▶ [Given instruction]
Start with the line containing "Mark the bus side window with a point." and write out each line through the end of the listing, exactly as given.

Stored items from a collection:
......

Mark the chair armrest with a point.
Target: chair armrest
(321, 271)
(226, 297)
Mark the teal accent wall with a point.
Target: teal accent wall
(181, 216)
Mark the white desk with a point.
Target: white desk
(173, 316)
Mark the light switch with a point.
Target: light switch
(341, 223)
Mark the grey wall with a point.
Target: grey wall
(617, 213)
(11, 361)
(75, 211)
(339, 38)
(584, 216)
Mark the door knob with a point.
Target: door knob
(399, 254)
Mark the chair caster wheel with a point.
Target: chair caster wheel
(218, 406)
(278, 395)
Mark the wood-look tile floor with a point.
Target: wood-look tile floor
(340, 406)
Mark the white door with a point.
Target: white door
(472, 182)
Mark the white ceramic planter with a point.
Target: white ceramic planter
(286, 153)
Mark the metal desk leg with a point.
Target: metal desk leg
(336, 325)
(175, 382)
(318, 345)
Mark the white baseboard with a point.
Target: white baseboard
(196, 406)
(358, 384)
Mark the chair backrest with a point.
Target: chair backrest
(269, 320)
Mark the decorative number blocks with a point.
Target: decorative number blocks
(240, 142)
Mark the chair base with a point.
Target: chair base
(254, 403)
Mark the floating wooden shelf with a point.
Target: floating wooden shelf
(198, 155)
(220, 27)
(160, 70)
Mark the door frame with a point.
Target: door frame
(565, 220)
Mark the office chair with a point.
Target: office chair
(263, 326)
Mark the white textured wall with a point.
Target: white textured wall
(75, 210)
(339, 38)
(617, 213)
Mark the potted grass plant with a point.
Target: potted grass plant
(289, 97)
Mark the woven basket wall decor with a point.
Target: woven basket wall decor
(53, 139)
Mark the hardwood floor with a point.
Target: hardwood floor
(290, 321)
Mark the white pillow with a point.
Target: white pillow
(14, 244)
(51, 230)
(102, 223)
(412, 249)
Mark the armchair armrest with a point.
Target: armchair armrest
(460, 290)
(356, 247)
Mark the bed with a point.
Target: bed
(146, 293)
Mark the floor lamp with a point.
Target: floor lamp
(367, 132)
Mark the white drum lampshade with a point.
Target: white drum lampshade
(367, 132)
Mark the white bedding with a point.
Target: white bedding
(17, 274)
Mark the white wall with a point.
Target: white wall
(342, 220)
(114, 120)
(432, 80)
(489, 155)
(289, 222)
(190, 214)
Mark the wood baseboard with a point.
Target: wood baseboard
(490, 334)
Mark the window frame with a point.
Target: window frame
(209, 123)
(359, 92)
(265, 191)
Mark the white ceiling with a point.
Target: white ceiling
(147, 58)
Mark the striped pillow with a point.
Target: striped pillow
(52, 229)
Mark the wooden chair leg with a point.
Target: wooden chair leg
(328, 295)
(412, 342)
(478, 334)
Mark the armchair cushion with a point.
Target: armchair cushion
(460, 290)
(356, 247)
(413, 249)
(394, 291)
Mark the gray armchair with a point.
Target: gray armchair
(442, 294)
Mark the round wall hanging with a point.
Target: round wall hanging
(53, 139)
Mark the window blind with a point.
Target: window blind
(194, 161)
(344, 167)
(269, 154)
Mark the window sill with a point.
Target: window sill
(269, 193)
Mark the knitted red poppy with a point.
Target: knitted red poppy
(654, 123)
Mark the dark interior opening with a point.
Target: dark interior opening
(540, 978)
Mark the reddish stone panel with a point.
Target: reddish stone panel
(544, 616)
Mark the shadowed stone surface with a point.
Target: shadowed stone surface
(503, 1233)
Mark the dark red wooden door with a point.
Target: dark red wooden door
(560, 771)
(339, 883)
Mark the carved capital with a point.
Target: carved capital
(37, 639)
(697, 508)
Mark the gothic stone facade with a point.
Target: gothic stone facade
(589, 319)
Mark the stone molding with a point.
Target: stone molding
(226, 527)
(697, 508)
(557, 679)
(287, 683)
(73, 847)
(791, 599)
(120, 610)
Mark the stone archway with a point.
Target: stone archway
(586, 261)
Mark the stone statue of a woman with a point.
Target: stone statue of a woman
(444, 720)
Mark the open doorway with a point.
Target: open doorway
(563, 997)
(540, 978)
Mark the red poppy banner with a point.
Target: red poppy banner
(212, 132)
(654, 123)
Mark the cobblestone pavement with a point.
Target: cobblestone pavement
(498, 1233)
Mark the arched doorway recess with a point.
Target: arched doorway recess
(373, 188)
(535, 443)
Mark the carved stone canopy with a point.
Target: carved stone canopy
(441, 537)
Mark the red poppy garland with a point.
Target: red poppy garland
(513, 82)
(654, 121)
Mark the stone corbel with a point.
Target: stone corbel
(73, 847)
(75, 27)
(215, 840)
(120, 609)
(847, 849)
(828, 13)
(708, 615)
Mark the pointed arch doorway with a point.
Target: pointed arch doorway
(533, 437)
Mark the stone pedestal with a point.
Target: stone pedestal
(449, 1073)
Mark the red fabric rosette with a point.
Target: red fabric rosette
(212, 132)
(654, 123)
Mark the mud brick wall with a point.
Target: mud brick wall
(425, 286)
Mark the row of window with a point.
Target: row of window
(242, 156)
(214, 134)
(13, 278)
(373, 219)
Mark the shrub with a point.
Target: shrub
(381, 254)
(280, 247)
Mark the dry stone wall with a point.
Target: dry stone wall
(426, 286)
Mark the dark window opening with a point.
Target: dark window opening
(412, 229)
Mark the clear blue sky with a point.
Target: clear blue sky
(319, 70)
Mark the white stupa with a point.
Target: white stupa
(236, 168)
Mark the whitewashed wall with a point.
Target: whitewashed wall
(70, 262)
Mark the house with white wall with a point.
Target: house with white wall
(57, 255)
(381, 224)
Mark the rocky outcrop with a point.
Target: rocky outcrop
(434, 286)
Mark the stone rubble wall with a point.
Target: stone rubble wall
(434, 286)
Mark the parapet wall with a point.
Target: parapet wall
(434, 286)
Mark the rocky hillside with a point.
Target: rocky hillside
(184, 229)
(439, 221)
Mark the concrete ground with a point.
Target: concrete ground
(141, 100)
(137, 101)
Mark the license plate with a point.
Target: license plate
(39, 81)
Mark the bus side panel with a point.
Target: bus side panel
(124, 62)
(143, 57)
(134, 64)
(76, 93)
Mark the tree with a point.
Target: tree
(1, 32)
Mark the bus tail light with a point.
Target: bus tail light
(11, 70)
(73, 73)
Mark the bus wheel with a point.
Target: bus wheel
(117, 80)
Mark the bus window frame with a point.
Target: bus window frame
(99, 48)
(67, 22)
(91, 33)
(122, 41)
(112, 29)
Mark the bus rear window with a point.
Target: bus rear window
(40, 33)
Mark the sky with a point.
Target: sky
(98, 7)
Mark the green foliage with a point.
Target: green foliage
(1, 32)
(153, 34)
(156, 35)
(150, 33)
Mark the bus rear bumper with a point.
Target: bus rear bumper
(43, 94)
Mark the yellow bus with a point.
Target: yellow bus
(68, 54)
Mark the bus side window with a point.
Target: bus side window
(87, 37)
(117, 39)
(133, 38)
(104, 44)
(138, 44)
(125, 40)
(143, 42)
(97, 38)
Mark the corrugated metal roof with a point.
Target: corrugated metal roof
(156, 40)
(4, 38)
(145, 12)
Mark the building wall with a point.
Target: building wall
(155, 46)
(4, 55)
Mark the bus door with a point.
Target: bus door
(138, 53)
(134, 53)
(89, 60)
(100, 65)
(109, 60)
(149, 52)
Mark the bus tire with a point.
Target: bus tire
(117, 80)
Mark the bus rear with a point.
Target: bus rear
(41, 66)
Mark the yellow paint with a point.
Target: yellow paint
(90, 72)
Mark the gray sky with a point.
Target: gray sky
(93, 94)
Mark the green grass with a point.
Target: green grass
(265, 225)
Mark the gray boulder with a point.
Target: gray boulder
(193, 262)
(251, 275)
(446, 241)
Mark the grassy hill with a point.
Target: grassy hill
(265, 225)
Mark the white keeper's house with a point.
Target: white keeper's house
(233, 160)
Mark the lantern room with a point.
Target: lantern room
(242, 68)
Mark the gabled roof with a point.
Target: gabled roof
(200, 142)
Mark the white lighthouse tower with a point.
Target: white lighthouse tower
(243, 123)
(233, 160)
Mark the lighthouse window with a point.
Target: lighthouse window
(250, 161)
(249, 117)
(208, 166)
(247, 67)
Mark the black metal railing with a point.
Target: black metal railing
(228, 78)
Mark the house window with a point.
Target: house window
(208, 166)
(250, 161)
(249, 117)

......

▶ [The completed task]
Mark the bus side window with a point.
Target: bus side window
(87, 37)
(117, 39)
(133, 38)
(104, 44)
(138, 44)
(125, 40)
(143, 42)
(97, 38)
Mark the corrugated metal roof with a point.
Target: corrugated metal roof
(156, 40)
(4, 38)
(145, 12)
Mark the building wall with a point.
Target: building wall
(155, 46)
(4, 55)
Mark the bus door with a point.
Target: bus door
(138, 53)
(134, 53)
(89, 60)
(100, 65)
(109, 60)
(149, 52)
Mark the bus tire with a point.
Target: bus tire
(117, 80)
Mark the bus rear with a point.
Target: bus rear
(41, 66)
Mark the yellow paint with a point.
Target: yellow paint
(90, 72)
Mark the gray sky with a point.
Target: gray sky
(93, 94)
Mark the green grass with a point.
Target: green grass
(265, 225)
Mark the gray boulder with a point.
Target: gray boulder
(193, 262)
(251, 275)
(446, 241)
Mark the grassy hill with a point.
Target: grassy hill
(265, 225)
Mark the white keeper's house with a point.
Target: white keeper's house
(233, 160)
Mark the lantern room with a point.
Target: lantern room
(242, 68)
Mark the gabled roof with a point.
Target: gabled roof
(200, 142)
Mark the white lighthouse tower with a point.
Target: white lighthouse tower
(243, 123)
(233, 160)
Mark the lighthouse window with a point.
Target: lighthouse window
(250, 161)
(249, 117)
(208, 166)
(247, 67)
Mark the black metal railing with a point.
Target: black metal railing
(228, 78)
Mark the house window with a point.
Target: house window
(208, 166)
(250, 161)
(249, 117)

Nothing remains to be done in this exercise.